*Texto da página*:
--- --- ---

- MEMÓRIAS ACADÉMICAS
– Os Senhores vão passar a Vossa vida a esquecer o que aprenderam aqui – disse o docente, com a convicção de quem sabia o que dizia. Desde então policio-me, diligentemente, para que isso não aconteça.
Assim, contrariando a ideia de que «sei» alguma coisa, revisito sempre o passado e por novos caminhos. Por esta altura estou a reler «A Theory of Justice» de John Rawls e «Introducción al Análisis del Derecho» de Carlos Santiago Nino – uma das mentes mais brilhantes do Século XX e um humanista que pensava o Direito como uma ciência pró humanidade e não como uma estrutura normativa de legitimação do poder, do seu exercício regulador e de conformação das situações sociais.
Ler Carlos Santiago Nino («Ética y Derechos Humanos» é um monumento à humanidade que merecia o mesmo destino que as Memórias de Winston Churchill; assim como «Radical Evil on Trial» é aconselhável a legisladores e julgadores), John Rawls («A Theory of Justice» – um dos grandes momentos de construção da ideia de Estado de Direito no Séc. XX), Ernesto Garzón Valdés, Eugénio Bulygin, Carlos Alchourrón, Robert Alexy («Teoria de los Derechos Fundamentales» é, para mim, uma espécie de Bíblia nesta matéria), John Finnis («Fundamentals of Ethics»), Jurgen Habermas, Tony Honoré («Emperor and Lawyers» é estruturante para estudiosos da História clássica e do Direito)... constitui, para mim, um exercício de veneranda humildade, de refundação do «ver» o Mundo e as suas incidências para além das evidências.

--- --- ---

*Dados*:
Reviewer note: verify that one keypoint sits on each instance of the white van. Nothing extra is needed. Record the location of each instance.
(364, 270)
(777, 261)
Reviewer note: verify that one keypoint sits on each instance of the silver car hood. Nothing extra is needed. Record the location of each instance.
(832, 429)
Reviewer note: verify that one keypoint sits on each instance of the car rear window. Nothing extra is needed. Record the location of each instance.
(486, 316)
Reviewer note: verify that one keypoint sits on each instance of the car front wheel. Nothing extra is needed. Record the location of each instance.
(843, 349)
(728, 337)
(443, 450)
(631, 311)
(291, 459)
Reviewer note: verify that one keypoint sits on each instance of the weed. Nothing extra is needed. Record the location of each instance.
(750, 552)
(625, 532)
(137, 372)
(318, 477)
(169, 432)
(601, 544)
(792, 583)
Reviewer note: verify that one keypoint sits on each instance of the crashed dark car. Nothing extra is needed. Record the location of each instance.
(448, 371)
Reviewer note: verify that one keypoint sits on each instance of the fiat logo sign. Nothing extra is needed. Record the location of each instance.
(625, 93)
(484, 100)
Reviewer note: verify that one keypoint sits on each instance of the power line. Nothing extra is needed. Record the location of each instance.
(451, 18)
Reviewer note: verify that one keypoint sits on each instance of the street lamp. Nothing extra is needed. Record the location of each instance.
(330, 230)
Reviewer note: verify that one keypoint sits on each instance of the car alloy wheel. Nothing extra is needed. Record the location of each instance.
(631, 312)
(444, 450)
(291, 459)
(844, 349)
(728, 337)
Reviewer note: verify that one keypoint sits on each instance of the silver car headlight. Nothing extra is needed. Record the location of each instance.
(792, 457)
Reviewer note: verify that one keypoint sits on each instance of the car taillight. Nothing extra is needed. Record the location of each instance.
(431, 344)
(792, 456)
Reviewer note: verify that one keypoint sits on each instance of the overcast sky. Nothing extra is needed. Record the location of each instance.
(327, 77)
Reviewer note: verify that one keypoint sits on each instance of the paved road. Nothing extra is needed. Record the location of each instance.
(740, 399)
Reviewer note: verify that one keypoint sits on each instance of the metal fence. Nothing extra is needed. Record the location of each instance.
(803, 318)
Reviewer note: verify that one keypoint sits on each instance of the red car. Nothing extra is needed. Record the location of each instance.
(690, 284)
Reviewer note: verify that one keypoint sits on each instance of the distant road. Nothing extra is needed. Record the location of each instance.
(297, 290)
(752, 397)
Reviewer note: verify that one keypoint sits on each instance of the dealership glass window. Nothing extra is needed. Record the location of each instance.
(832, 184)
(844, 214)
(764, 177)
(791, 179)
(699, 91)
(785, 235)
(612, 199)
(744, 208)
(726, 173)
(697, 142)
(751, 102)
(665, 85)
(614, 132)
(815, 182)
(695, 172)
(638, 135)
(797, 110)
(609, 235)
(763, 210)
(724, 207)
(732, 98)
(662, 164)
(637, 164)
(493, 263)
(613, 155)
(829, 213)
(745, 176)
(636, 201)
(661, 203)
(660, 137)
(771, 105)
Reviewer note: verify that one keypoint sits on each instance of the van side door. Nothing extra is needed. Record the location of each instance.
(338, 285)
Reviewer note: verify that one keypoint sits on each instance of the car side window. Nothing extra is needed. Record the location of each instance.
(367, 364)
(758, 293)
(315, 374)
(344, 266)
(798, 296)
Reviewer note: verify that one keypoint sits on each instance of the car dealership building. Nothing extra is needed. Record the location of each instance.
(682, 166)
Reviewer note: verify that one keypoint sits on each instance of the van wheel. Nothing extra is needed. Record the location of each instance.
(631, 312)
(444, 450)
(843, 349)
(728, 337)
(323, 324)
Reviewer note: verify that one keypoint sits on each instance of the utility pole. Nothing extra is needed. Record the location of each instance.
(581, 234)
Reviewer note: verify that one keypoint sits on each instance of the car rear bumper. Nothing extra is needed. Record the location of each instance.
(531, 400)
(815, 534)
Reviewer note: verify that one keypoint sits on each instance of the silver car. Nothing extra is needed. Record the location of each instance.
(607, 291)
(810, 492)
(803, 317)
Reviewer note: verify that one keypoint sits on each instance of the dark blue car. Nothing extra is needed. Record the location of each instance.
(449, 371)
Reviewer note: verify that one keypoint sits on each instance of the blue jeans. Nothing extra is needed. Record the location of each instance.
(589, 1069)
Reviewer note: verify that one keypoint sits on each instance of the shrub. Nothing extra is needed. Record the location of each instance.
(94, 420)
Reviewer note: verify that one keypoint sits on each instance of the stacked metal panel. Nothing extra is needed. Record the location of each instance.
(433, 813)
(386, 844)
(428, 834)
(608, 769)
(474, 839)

--- --- ---

*A tarefa*:
Com base no texto da página, explique em uma a três frases por que motivo quem escreve revisita sempre o passado por novos caminhos. As linhas não têm qualquer relação com o texto da página.

*Resultado*:
Um docente afirmou que os alunos iriam passar a vida a esquecer o que ali aprenderam. Desde então, quem escreve vigia-se diligentemente para que isso não aconteça. Revisitar o passado por novos caminhos é a forma de contrariar a ideia de que já «sabe» alguma coisa.